| Written request |
How many lines in the records below contain the string "white", matching case exactly? Reply with the number alone.

| Saved data entries |
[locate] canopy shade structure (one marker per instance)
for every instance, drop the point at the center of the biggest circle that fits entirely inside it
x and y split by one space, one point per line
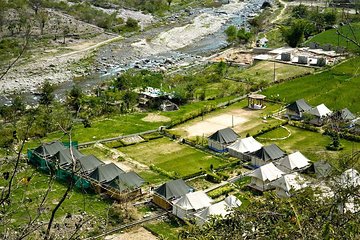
245 145
64 157
294 161
173 189
299 106
287 183
106 173
126 181
87 164
267 172
320 111
226 135
49 149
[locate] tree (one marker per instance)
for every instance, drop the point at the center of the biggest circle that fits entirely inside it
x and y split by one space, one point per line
231 33
47 93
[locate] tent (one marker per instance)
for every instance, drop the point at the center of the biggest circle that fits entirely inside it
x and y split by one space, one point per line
49 149
126 181
187 205
293 162
266 154
170 191
297 108
320 111
106 172
287 183
264 175
245 145
87 164
64 157
219 140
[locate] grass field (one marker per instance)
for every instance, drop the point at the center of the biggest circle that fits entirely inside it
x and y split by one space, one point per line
264 71
337 87
311 144
171 156
331 37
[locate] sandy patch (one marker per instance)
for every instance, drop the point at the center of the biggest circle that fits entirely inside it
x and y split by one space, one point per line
135 234
152 117
211 125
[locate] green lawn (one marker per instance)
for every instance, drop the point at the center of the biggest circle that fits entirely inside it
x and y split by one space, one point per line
311 144
337 88
171 156
264 71
331 37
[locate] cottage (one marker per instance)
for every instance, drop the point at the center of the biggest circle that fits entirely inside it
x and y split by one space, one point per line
189 204
262 177
296 109
170 191
221 139
242 147
266 154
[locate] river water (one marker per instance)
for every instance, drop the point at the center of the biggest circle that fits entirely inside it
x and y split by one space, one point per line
117 57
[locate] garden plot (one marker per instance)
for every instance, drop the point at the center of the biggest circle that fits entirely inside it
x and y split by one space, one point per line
172 157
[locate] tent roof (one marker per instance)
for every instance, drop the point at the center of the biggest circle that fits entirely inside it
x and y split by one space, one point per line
194 200
347 115
244 145
299 106
173 189
268 153
294 161
89 163
49 149
267 172
350 177
289 182
63 157
106 172
125 181
226 135
320 111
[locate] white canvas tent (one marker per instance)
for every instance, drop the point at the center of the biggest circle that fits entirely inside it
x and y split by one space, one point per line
320 111
187 205
264 175
245 145
287 183
218 209
293 162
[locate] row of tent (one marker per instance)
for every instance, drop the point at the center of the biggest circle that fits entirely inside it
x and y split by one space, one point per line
186 203
297 109
87 170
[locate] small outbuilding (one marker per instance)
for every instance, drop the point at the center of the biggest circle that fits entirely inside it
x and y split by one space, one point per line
296 109
262 177
266 154
221 139
170 191
242 147
256 101
189 204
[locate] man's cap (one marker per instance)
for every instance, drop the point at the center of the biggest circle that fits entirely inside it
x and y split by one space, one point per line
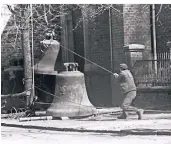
123 66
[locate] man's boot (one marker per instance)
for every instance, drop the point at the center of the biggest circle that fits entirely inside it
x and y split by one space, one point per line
140 113
123 116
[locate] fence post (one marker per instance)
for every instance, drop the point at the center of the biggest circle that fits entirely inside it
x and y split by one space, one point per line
133 52
169 46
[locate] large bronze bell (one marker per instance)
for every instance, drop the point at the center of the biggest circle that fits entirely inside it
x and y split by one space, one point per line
70 98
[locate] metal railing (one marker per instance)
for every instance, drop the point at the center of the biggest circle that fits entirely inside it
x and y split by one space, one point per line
151 73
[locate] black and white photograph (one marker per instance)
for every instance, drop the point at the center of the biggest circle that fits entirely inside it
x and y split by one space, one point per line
85 73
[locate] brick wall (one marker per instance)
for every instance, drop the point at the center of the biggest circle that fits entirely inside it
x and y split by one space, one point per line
97 49
137 28
163 28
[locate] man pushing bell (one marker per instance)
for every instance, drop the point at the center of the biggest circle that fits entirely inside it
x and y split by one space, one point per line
128 90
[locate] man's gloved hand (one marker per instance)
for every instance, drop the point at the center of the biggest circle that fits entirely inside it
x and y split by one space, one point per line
115 74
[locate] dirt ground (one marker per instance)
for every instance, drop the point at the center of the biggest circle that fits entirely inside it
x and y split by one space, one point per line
22 136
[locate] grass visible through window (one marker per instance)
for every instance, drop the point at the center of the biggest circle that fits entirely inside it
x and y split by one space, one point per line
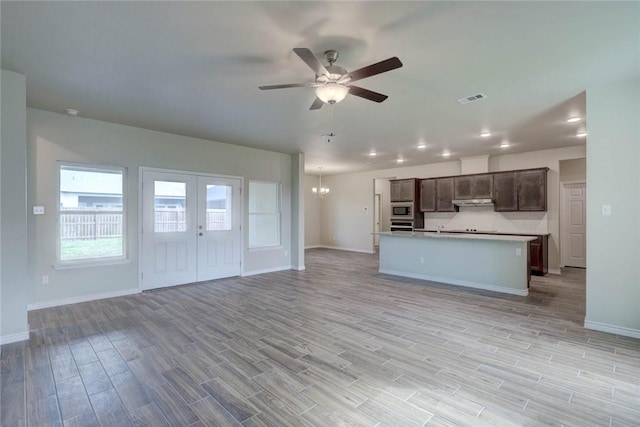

| Finished exercise |
2